[Entries from a dataset]
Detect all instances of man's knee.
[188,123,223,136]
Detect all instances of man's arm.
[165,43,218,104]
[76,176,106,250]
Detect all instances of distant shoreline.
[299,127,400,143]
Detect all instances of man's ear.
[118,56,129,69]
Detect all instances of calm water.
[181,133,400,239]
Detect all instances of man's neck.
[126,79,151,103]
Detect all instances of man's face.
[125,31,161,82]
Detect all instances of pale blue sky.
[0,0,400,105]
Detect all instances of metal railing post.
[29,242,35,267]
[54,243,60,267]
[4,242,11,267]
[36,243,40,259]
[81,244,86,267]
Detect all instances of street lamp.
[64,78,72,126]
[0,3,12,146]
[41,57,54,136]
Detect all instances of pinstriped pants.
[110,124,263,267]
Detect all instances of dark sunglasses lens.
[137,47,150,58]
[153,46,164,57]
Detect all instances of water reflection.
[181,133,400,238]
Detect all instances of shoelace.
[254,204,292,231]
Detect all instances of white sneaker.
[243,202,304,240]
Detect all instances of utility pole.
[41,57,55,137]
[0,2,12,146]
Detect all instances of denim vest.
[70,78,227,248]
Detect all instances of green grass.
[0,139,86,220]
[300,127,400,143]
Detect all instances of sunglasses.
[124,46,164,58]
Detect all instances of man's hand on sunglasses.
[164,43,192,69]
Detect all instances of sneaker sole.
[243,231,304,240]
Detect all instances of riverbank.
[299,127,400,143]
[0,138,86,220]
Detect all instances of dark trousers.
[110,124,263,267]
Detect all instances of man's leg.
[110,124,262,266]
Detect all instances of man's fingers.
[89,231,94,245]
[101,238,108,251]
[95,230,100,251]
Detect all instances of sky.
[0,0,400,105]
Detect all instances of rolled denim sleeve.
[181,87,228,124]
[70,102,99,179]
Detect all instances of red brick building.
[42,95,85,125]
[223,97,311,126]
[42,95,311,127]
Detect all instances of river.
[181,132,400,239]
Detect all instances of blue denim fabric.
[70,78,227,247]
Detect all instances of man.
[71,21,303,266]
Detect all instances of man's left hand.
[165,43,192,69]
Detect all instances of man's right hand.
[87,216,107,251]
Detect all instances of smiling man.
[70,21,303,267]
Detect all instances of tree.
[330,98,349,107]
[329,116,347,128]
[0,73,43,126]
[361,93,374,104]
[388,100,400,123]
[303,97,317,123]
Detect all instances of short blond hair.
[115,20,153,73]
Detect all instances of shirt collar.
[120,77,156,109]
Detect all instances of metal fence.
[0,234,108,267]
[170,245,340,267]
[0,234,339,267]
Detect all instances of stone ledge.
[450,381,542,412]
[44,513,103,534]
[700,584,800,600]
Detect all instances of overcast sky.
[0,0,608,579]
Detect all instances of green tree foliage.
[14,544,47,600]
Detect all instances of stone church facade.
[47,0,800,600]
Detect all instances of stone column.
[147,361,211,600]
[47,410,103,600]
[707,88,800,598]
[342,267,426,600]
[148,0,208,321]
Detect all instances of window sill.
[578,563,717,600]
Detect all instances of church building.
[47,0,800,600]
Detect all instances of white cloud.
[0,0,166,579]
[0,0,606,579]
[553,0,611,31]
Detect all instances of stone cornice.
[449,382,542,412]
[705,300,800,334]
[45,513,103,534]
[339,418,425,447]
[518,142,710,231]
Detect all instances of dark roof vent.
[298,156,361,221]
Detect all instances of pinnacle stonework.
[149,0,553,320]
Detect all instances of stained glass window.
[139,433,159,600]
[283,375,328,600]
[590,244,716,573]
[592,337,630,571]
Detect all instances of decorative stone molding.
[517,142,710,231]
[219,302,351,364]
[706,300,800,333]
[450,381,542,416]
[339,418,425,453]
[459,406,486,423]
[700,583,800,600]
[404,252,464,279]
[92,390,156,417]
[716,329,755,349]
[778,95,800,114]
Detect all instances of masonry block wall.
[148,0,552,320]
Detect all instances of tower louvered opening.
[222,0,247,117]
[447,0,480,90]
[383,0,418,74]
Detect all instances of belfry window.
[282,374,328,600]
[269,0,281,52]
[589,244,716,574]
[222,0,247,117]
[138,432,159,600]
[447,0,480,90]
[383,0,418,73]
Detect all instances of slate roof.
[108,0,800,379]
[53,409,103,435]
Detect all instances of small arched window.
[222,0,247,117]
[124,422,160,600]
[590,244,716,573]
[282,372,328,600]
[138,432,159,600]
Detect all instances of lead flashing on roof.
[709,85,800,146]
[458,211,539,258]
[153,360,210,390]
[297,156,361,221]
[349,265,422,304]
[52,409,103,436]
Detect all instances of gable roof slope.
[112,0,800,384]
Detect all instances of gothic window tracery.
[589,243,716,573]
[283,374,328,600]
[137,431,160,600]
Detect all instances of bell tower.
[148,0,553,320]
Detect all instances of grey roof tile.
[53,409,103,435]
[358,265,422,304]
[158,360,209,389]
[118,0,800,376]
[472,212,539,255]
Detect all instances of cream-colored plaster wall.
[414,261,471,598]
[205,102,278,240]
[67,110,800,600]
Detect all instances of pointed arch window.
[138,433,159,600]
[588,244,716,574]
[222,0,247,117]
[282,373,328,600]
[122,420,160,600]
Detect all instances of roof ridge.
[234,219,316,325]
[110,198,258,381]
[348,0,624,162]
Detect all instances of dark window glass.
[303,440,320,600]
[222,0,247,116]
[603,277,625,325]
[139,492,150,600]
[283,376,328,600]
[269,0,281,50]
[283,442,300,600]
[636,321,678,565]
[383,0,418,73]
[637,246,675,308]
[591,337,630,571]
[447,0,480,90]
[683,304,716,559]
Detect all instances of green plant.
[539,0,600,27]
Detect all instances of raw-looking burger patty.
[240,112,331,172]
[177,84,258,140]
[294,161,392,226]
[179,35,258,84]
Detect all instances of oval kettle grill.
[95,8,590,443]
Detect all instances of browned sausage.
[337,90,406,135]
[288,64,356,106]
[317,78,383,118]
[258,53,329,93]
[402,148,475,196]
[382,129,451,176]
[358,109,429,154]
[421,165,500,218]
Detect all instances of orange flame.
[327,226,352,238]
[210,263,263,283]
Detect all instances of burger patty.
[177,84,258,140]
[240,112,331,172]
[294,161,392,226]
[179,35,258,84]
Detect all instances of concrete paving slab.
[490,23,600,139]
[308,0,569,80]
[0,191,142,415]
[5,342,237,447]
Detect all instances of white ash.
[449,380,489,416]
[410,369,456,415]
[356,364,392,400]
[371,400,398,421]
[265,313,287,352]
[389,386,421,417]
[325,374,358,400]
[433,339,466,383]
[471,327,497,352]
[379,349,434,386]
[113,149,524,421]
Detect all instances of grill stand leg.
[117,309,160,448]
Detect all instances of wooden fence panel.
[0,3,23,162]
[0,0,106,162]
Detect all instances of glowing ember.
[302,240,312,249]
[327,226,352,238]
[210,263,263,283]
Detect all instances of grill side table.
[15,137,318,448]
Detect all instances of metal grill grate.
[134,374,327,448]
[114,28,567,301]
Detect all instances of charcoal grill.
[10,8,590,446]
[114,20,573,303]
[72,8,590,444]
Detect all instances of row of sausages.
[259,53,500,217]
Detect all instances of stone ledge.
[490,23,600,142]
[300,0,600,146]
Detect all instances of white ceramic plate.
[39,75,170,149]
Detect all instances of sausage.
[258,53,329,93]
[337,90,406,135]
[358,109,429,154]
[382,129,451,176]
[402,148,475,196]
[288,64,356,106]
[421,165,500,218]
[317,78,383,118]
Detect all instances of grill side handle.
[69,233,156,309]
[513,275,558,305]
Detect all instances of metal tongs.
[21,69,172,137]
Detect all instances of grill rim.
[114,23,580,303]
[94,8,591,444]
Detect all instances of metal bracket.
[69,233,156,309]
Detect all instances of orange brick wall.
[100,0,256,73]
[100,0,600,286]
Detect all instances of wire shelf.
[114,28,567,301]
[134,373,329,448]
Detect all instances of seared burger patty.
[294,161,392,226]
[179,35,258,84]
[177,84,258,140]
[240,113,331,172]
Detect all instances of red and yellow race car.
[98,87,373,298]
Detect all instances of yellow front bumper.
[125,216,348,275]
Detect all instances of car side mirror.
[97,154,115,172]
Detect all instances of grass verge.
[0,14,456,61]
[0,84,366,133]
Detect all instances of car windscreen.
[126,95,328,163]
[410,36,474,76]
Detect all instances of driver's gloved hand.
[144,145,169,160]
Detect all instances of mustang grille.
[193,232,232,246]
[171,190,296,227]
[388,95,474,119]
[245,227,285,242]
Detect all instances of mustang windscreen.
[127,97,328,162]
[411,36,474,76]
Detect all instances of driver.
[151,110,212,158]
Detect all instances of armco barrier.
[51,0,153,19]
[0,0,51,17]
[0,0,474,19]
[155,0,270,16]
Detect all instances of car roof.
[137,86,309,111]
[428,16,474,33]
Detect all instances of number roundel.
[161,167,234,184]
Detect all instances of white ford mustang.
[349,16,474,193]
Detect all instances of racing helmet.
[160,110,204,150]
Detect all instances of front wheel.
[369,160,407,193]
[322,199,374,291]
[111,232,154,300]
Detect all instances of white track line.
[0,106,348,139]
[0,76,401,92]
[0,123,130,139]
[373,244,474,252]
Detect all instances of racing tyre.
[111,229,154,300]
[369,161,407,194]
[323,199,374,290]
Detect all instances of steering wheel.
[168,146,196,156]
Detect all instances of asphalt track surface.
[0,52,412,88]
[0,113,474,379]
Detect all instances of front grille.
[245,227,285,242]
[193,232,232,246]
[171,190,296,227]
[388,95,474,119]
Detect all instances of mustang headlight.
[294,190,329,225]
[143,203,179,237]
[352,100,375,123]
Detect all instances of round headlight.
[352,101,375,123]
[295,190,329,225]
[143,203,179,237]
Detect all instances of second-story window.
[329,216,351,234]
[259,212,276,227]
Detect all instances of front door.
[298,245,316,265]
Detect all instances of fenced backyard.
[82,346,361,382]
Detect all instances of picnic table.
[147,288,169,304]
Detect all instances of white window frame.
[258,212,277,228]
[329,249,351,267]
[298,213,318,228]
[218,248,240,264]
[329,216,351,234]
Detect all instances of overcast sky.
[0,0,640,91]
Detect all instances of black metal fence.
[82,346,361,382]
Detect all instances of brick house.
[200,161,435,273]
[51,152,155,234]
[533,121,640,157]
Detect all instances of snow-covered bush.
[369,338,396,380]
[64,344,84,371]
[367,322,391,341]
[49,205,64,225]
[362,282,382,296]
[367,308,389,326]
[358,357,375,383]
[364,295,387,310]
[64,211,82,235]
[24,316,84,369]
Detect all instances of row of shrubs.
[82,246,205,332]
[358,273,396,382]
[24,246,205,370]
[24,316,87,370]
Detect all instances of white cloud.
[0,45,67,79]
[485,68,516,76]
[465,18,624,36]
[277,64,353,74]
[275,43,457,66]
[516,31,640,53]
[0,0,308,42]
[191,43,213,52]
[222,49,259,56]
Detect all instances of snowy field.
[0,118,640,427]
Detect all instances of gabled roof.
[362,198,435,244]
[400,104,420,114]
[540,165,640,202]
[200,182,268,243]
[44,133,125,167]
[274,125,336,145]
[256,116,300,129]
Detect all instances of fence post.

> What you need to do
Update the entries starting at the line "Detect all instances of gabled roof." and ending at the last line of the entries, replacing "fence post" with "wooden post" and leaving everything else unchanged.

> Response to the task
Detect all instances of gabled roof.
[362,198,435,244]
[400,104,420,114]
[540,165,640,202]
[200,182,268,243]
[44,133,125,167]
[274,125,336,145]
[256,116,300,129]
Detect all instances of wooden post.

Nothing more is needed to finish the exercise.